* Task description
Reproduce each of the following lines verbatim, keeping every character, space, and line break unchanged.
--- begin Material ---
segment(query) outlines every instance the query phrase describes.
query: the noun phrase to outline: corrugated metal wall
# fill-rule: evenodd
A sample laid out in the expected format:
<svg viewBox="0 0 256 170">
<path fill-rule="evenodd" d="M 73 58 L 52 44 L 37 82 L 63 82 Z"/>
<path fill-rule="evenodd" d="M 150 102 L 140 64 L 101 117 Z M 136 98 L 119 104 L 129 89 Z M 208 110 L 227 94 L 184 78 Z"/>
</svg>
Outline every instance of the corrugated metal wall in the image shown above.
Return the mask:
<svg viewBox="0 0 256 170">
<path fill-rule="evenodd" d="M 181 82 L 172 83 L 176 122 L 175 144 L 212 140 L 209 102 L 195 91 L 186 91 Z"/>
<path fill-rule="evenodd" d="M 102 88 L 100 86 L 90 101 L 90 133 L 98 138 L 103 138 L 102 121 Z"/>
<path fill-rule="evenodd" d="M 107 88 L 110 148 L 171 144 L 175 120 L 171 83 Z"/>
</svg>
--- end Material ---
* Task result
segment(query) outlines every instance the query phrase describes.
query: the noun phrase to outline: corrugated metal wall
# fill-rule: evenodd
A sample laid out in the expected format:
<svg viewBox="0 0 256 170">
<path fill-rule="evenodd" d="M 73 58 L 52 44 L 37 82 L 63 82 Z"/>
<path fill-rule="evenodd" d="M 150 102 L 140 64 L 101 117 Z M 136 98 L 119 104 L 129 89 Z M 208 110 L 227 94 L 184 78 Z"/>
</svg>
Outline every instance of the corrugated metal wall in the image shown above.
Return the mask:
<svg viewBox="0 0 256 170">
<path fill-rule="evenodd" d="M 181 82 L 172 83 L 176 122 L 175 144 L 212 140 L 209 102 L 195 91 L 186 91 Z"/>
<path fill-rule="evenodd" d="M 102 88 L 100 86 L 90 101 L 90 133 L 98 138 L 103 138 L 102 121 Z"/>
<path fill-rule="evenodd" d="M 107 88 L 110 148 L 171 144 L 175 120 L 171 83 Z"/>
</svg>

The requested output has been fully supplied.